SET PROBLEM: Tally the lines in the data below that contain the string "opening", treating uppercase and lowercase as different. How many are there? Reply with the number alone.

GIVEN DATA:
★ ★ ★
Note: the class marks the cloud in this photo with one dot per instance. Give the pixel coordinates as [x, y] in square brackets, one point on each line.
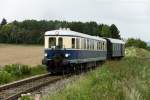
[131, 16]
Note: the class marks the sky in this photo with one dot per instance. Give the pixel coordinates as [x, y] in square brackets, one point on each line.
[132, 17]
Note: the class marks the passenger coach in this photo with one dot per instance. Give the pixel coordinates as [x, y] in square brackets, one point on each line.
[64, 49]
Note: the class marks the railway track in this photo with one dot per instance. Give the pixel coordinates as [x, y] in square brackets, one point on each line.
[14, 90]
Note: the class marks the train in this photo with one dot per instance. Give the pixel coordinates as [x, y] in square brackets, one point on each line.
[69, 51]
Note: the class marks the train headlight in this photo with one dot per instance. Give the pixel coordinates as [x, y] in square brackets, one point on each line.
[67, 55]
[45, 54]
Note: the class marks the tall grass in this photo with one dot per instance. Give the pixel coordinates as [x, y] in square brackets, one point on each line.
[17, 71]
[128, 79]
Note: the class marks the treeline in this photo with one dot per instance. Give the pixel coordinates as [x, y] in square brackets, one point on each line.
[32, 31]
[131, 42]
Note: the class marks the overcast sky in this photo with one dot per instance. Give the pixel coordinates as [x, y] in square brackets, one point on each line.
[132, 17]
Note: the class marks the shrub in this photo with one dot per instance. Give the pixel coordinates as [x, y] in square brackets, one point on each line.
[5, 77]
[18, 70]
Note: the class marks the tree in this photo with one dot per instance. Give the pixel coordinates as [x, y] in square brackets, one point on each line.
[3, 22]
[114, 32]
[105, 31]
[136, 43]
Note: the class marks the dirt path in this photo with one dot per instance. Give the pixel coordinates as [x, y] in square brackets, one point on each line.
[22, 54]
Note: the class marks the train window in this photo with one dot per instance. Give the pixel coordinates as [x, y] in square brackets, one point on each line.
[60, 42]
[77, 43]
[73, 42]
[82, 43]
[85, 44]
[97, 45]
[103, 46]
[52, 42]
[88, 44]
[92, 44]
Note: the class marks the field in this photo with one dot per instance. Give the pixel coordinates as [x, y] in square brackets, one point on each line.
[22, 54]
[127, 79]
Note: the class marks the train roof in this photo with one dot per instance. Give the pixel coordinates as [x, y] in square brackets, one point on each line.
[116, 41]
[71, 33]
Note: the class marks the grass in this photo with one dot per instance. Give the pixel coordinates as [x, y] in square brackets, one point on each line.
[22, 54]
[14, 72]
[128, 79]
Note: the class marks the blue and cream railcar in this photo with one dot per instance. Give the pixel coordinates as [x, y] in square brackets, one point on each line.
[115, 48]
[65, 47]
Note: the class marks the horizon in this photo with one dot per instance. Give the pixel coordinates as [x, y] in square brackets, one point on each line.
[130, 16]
★ ★ ★
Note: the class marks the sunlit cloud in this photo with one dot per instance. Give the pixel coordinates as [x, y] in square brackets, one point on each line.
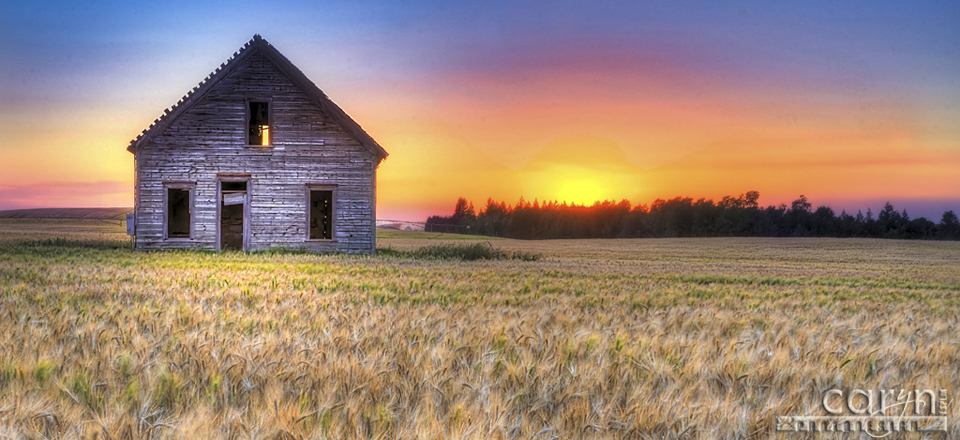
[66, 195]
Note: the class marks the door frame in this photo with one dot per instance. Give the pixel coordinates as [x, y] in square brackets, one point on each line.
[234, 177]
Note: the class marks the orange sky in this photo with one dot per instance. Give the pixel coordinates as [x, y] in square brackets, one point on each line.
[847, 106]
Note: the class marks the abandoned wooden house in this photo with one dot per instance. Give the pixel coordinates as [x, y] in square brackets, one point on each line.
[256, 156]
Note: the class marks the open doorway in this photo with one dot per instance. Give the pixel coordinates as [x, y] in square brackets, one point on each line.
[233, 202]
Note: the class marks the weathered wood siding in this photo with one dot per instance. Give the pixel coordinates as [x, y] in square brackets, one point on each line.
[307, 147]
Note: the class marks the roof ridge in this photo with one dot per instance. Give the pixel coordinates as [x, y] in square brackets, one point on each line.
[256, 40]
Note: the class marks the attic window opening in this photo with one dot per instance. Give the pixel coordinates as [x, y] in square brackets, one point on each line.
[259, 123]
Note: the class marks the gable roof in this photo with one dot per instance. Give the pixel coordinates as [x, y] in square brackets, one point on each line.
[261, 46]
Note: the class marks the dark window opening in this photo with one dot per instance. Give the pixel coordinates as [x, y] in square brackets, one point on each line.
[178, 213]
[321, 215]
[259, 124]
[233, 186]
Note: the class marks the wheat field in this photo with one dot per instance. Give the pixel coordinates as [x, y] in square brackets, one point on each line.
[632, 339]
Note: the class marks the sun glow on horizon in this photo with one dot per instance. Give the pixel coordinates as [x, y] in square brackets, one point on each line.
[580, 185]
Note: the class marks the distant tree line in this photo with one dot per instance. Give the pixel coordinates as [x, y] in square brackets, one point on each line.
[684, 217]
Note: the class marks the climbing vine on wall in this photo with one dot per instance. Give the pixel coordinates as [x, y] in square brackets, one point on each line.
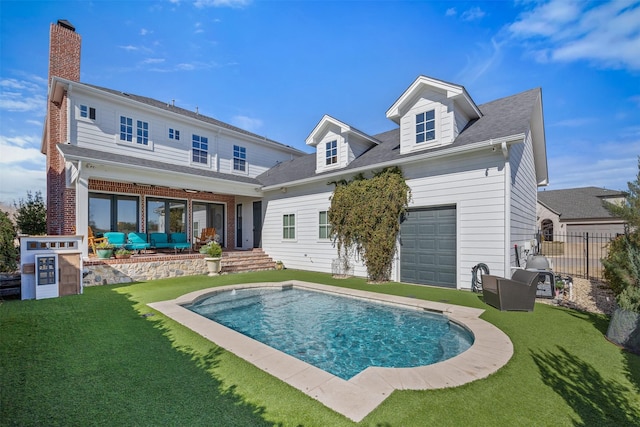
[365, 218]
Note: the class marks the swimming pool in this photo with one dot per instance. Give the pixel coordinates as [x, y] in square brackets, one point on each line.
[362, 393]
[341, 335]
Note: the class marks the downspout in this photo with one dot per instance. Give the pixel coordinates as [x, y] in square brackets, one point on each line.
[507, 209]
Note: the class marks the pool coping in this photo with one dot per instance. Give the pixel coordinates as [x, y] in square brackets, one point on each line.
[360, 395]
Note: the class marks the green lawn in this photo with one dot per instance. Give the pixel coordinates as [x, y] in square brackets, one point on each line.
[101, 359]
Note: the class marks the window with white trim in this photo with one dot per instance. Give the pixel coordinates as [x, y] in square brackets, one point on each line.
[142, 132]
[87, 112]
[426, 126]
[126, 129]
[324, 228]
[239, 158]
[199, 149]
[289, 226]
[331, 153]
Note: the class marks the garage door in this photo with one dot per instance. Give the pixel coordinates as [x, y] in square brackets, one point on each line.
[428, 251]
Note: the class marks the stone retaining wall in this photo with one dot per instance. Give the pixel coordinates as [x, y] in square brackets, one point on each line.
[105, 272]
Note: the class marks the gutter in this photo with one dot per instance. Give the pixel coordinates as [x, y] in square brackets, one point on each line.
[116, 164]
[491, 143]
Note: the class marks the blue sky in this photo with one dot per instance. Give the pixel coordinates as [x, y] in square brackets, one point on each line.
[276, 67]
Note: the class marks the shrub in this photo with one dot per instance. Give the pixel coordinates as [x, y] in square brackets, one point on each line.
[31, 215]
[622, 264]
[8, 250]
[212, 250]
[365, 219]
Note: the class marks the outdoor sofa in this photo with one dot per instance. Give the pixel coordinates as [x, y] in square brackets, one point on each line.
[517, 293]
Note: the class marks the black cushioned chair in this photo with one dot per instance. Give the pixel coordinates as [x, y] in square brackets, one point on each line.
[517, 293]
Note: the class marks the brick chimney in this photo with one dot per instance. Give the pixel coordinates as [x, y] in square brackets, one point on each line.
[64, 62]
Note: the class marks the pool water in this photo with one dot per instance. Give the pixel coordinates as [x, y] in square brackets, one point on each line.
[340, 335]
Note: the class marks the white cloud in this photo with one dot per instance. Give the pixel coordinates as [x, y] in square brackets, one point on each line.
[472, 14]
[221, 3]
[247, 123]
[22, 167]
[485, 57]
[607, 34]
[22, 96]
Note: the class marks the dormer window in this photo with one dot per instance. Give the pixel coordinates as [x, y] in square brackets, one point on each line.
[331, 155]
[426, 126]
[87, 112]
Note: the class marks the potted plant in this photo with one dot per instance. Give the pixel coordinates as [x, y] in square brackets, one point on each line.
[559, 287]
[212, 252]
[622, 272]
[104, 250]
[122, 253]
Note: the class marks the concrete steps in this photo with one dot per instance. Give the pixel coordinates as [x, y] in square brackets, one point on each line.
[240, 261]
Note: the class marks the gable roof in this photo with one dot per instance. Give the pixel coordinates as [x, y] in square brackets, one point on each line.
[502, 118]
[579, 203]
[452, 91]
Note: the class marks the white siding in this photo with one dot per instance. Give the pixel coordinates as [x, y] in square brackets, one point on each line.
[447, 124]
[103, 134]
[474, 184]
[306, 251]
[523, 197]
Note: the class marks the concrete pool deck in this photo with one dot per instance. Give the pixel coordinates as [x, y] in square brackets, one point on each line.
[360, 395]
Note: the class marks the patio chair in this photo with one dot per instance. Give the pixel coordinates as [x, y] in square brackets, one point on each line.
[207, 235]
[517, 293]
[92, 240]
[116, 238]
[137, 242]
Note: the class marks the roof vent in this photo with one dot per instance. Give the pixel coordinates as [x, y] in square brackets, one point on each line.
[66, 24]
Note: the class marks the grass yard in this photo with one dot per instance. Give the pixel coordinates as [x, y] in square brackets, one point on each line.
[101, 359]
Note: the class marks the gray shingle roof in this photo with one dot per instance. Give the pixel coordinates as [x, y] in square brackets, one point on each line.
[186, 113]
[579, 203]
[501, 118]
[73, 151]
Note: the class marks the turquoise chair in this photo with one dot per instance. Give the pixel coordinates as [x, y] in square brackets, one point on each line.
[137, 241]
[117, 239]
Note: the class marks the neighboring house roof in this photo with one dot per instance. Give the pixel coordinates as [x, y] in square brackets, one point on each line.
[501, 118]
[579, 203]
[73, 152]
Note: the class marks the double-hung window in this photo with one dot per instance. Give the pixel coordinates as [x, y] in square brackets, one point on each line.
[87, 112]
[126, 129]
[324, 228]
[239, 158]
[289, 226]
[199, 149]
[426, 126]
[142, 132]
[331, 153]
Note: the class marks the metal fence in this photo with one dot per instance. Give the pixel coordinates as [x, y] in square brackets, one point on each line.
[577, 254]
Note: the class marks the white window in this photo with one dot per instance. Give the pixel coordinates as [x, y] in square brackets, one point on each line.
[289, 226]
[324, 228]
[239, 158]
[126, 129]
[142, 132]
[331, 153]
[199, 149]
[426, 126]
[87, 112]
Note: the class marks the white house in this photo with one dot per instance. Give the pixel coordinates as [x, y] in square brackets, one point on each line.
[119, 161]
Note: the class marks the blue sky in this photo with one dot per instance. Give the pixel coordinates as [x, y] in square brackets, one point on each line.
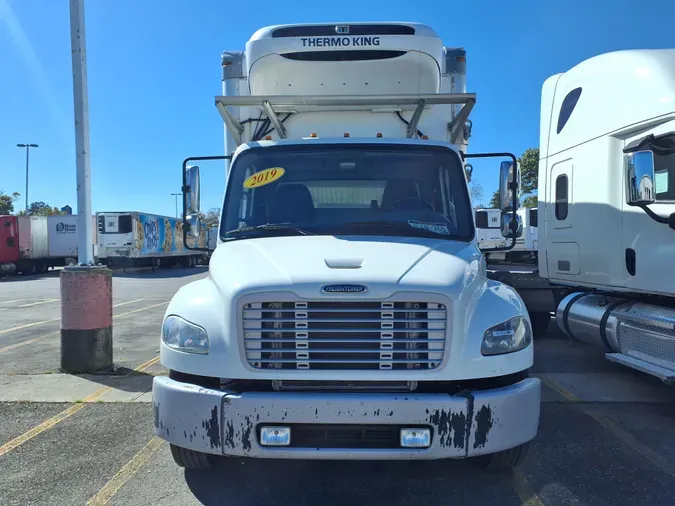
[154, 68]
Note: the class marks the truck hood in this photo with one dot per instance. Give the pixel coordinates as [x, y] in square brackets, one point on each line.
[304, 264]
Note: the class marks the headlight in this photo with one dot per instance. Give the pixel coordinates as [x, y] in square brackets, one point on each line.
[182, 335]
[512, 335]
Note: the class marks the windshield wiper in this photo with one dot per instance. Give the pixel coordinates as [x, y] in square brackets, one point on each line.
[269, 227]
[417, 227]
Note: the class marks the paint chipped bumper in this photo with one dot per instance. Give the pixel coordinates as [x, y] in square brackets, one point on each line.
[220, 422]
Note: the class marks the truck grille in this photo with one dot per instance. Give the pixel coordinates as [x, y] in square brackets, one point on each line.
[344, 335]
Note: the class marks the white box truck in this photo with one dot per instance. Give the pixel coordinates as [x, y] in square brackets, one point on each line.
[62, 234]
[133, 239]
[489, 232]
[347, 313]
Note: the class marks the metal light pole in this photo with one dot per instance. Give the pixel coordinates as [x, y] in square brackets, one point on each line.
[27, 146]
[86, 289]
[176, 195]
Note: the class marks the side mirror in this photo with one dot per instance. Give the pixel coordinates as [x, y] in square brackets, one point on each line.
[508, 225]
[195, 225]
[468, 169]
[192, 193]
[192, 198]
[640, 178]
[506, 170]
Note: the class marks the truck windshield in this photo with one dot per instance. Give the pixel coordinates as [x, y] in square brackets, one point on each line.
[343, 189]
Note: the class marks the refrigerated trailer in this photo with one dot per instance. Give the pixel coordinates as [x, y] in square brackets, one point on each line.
★ ★ ★
ANSWER FOR THE TASK: 2